---------- Dataset excerpts ----------

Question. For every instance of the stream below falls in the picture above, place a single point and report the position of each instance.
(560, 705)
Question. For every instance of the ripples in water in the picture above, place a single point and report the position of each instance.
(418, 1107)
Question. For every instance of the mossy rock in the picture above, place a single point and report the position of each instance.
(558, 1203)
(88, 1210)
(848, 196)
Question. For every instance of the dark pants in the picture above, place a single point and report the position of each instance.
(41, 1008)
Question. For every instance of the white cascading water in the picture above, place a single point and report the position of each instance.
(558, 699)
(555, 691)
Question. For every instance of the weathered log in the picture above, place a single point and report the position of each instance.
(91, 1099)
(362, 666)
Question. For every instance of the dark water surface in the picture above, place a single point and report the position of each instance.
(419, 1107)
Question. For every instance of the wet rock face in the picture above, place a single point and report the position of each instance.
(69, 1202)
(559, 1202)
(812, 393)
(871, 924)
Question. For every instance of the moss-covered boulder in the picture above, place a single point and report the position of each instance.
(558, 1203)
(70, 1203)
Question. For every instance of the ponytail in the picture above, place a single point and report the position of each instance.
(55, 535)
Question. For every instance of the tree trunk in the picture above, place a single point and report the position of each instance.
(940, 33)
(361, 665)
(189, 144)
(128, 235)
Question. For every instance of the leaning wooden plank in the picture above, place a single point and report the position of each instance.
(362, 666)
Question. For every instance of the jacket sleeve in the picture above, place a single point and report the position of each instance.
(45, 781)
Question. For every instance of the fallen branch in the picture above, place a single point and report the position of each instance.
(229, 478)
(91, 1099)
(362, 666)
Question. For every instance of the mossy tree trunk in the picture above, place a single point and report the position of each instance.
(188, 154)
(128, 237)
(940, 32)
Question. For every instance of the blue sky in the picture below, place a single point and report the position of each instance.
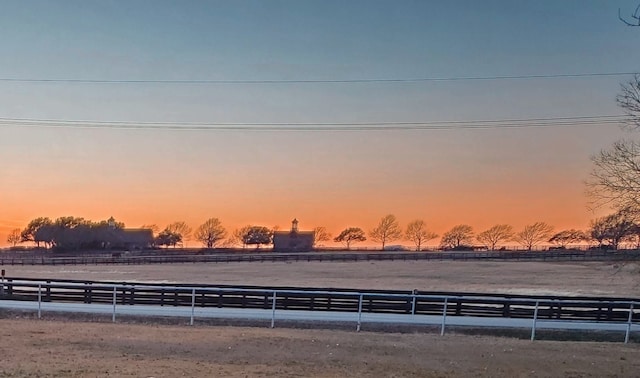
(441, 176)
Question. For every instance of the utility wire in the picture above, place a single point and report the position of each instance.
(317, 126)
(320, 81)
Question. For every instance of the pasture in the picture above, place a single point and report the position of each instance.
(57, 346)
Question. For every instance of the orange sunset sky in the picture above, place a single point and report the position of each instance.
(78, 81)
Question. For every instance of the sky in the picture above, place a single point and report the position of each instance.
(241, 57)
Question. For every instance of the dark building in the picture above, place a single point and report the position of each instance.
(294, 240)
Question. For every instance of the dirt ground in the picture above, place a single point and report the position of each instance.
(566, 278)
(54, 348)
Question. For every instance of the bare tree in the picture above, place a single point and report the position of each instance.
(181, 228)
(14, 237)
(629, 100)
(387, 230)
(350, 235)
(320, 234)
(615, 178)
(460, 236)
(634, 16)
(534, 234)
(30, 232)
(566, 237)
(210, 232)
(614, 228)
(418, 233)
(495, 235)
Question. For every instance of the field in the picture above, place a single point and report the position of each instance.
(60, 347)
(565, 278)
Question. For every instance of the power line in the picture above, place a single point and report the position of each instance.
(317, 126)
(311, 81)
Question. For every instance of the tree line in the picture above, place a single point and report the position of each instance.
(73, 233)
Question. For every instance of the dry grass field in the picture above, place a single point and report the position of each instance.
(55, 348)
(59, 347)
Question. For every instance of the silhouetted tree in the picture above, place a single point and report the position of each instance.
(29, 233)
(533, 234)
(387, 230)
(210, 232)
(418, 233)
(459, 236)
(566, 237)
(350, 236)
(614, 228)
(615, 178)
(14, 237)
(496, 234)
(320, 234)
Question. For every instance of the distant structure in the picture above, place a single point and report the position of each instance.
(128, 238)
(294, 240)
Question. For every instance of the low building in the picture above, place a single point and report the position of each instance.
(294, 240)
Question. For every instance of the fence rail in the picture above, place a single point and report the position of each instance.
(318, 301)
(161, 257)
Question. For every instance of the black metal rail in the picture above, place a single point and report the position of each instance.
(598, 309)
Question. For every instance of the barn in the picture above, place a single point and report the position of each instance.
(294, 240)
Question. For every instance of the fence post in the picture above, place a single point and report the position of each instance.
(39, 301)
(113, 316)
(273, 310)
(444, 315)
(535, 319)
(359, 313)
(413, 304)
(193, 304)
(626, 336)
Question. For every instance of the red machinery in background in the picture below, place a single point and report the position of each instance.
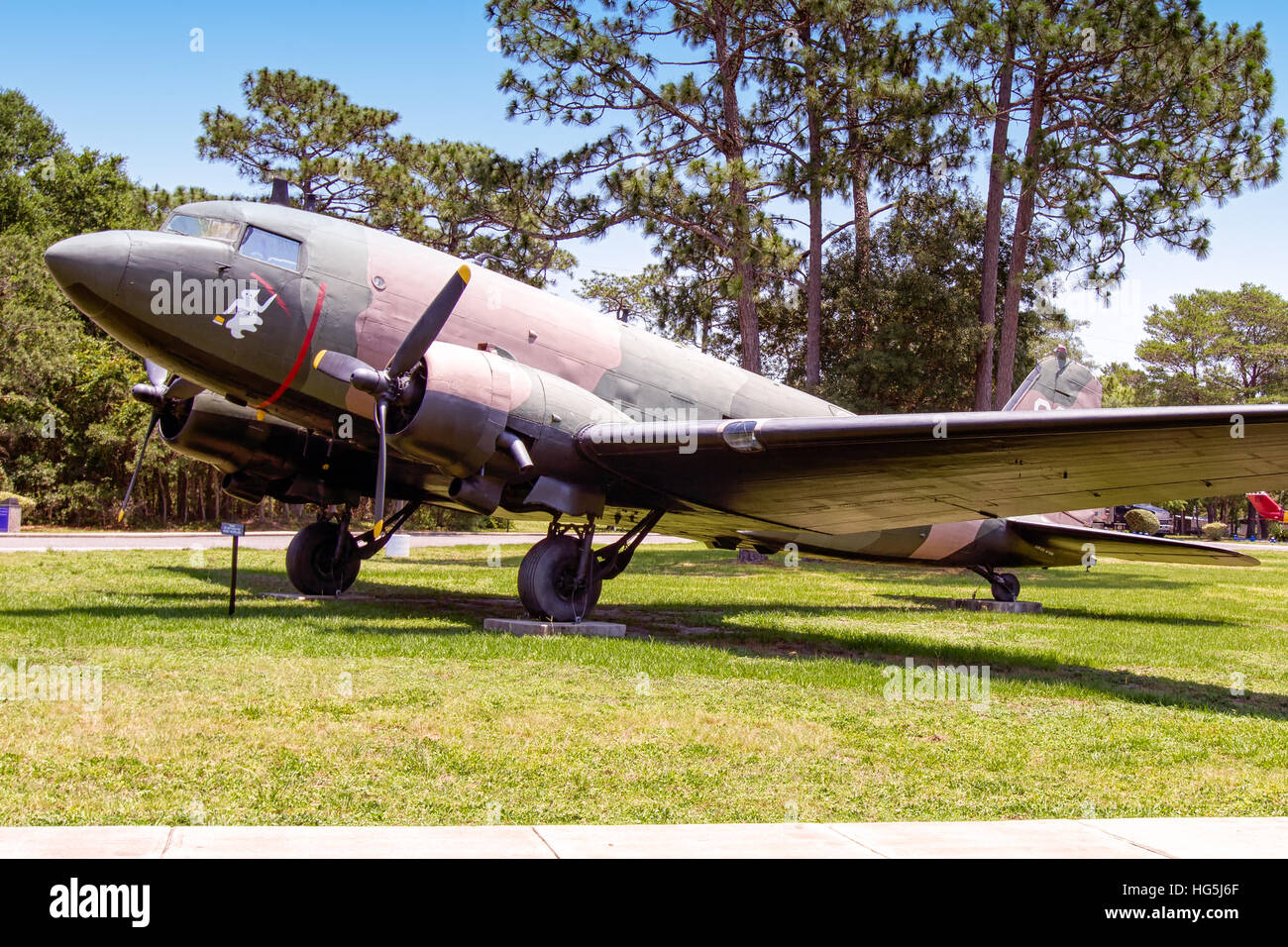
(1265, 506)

----------

Pass over all pictures while writing out the lines from the line with "Question. For every instance of the black" through the last line exactly.

# [Written answer]
Question. For every instance of the black metal rail in the picture above, place a single point and report the position of each instance.
(598, 309)
Question. For every instance of the barn in the picture above, place a single point and report the position of each instance.
(294, 240)
Question. For every instance of the fence post in the picture above, place a single point and report the position of each instance.
(39, 301)
(113, 316)
(273, 310)
(444, 315)
(535, 319)
(359, 313)
(413, 304)
(193, 304)
(626, 336)
Question. For every instance of the red machinery in background in the picture below, place a single point and report the position of each instance.
(1265, 506)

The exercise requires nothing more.